INSTRUCTION: Reproduce all records exactly.

DATA PROVIDED:
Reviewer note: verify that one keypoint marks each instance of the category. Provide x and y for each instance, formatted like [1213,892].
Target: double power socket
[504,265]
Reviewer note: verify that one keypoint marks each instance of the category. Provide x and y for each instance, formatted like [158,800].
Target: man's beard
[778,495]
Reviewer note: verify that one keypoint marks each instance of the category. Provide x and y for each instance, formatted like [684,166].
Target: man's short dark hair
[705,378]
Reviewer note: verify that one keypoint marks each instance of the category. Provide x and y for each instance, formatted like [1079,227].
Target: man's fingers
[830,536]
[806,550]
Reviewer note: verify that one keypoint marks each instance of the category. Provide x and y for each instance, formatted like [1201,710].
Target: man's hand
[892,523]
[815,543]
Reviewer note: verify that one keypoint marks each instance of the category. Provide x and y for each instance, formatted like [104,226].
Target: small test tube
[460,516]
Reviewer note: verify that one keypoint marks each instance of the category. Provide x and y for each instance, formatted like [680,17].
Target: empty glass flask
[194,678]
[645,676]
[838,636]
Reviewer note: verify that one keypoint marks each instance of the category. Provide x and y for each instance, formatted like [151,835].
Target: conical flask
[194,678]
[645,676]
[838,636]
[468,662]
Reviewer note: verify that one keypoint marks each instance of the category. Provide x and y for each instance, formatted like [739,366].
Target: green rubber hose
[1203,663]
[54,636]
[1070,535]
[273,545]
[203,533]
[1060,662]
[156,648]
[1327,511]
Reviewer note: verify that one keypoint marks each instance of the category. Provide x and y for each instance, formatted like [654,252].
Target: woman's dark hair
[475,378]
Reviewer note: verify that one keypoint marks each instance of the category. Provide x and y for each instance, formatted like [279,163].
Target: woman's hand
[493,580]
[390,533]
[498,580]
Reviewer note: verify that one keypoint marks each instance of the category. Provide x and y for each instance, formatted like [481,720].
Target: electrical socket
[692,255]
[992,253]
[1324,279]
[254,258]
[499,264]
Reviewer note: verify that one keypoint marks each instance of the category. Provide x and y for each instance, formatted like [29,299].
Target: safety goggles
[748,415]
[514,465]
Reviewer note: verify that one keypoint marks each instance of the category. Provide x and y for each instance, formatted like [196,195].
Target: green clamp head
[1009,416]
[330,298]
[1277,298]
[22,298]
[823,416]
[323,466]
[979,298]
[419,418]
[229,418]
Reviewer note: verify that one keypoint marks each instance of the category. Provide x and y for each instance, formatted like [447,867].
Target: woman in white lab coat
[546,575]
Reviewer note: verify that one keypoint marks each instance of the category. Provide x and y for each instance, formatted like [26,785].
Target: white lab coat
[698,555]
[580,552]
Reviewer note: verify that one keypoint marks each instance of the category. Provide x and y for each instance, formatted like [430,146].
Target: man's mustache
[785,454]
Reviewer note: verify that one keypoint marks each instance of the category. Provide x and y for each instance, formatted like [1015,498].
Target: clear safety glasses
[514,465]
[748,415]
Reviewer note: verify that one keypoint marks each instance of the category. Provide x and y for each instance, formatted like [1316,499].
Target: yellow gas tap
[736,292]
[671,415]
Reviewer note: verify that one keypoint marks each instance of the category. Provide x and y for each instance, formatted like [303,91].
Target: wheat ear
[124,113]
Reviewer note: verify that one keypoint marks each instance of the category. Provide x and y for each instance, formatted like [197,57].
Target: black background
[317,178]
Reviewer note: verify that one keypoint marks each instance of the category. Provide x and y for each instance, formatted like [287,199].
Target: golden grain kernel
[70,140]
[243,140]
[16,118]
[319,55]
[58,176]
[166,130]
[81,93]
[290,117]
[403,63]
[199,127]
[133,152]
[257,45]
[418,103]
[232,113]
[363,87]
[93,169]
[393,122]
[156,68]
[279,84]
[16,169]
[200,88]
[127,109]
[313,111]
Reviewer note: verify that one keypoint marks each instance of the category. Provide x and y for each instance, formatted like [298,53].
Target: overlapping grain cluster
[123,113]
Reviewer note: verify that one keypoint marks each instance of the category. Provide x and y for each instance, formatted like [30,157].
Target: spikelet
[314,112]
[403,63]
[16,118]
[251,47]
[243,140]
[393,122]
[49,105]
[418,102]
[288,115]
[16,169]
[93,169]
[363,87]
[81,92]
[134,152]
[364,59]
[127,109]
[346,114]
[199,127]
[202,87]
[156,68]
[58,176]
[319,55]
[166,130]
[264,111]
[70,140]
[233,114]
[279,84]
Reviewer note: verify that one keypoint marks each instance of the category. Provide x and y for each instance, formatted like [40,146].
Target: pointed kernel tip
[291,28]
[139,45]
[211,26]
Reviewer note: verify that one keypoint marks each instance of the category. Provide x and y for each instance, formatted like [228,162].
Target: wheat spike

SOLUTION FOR THIS PROBLEM:
Reviewer note: verify that one keypoint marks each instance of the category. Provide x and y for each instance, formatted like [1213,892].
Target: double power socket
[504,265]
Reviewer note: verify that one keypoint marks each instance of the category. Provide x and y for each instance, formatted like [158,800].
Target: man's beard
[778,495]
Reviewer note: verify that one keypoint marks each instance of the category. Provide x and y for each instance, formatted like [684,166].
Target: man's short dark hair
[705,378]
Reviewer note: verify that one keypoint marks each instance of the category. Provide x and y for each instance, formatted like [1079,227].
Target: man's fingers
[830,536]
[806,550]
Reviewer note: verify that one keypoint marks each instance of the category. Provide x and y for each instance, formatted like [1201,710].
Target: man's hand
[892,523]
[815,543]
Reviewer note: verify that one keypoint marks each instance of the category. Provide x and y for each instance, formatted like [104,226].
Target: small test tube
[460,516]
Reviewer note: verify that one keypoint marks each instance of the category. Provide x and y for each instance, formatted like [680,17].
Target: empty glass flask
[194,678]
[645,676]
[838,636]
Reviewer note: verify that one keypoint marks each instance of the category. Provide x and y for each instance, formatted like [151,835].
Target: conical flask
[194,678]
[645,676]
[838,636]
[468,662]
Reviewer note: verify that one keypoint marks each instance of the category. Provide x and y for each instance, formatted like [739,366].
Target: green rubber hose
[1203,663]
[54,636]
[1070,535]
[273,545]
[203,533]
[1060,662]
[156,648]
[1327,511]
Reviewer note: verify that one keypoint marks each instance of the category. Provide x and y for each instance, formatted like [654,252].
Target: woman's dark hair
[475,378]
Reviewer note: verify that one keypoint marks each instance of the category. Provide x and y for each instance, formatted like [279,163].
Target: woman's hand
[493,580]
[390,533]
[498,580]
Reviewer note: verify that one keypoint marks each instance of the category. Provide x and y for each instance, formatted like [481,720].
Target: electrical socket
[692,255]
[992,253]
[1324,279]
[254,258]
[499,264]
Reviewer note: verify that one keypoint marks each instance of the category. Provide x and y for each instance, formatted like [29,299].
Target: safety goggles
[748,415]
[514,465]
Reviewer note: verify that one keypoint marks each instance of the category. Provide x and y for each instance, formatted like [196,195].
Target: green clamp head
[1009,416]
[330,298]
[1277,298]
[22,298]
[823,416]
[323,466]
[979,298]
[419,418]
[229,418]
Reviewer note: verify that one keypoint marks each instance of the category. Provide x and y for each instance, formatted like [447,867].
Target: woman in white lab coat
[546,575]
Reviewer note: verify that one keypoint marks each instance of the category. Provide x and y for each instance, formatted like [26,785].
Target: white lab coat
[698,555]
[580,552]
Reviewer note: verify that one keypoint marks each instance of the category. Provide x and y for each instance, formatted like [430,146].
Target: man's mustache
[785,454]
Reviewer note: verify that one keypoint marks each instance of the category. Provide x and y for each instance, formatted like [1015,498].
Target: clear safety glasses
[514,465]
[748,415]
Reviewer note: verify that one keypoint marks each instance of the category. Provide x and y for each instance, formatted like [1316,499].
Target: yellow gas tap
[736,292]
[671,415]
Reviewer note: verify that one keypoint marks each instance of the category. Provide x and y for each instance, formatted like [303,91].
Target: wheat ear
[124,113]
Reviewer note: verify that one keypoint marks each instance of the category. Provide x and y for each instance, formatted like [197,57].
Target: black background
[317,178]
Reviewer note: verify that one keypoint marks each instance of the category. Provide x and y for each instance, formatted like [287,199].
Target: golden grain kernel
[70,140]
[243,140]
[16,118]
[319,55]
[58,176]
[166,130]
[81,93]
[290,117]
[403,63]
[199,127]
[133,152]
[257,45]
[418,103]
[232,113]
[363,87]
[93,169]
[393,122]
[156,68]
[279,84]
[16,169]
[200,88]
[127,109]
[313,111]
Reviewer note: verify that one keypoint marks each instance of the category. Provide x and y for each instance, formatted like [298,53].
Target: overlapping grain cluster
[123,113]
Reviewer note: verify that one keypoint marks each instance of the category. Provide x and y for each instance, formatted like [30,157].
Target: spikelet
[314,112]
[403,63]
[16,118]
[251,47]
[243,140]
[393,122]
[49,105]
[418,102]
[288,115]
[16,169]
[93,169]
[363,87]
[81,92]
[134,152]
[364,59]
[127,109]
[346,114]
[199,127]
[202,87]
[156,68]
[58,176]
[319,55]
[166,130]
[264,111]
[70,140]
[233,114]
[279,84]
Reviewer note: verify that one keypoint marks each instance of the category. Provide x and y for each instance, formatted like [40,146].
Target: pointed kernel tip
[291,28]
[139,45]
[211,26]
Reviewer note: verify that one keypoint marks each instance of the category. Provide x and y for each instance, formatted like [228,162].
Target: wheat spike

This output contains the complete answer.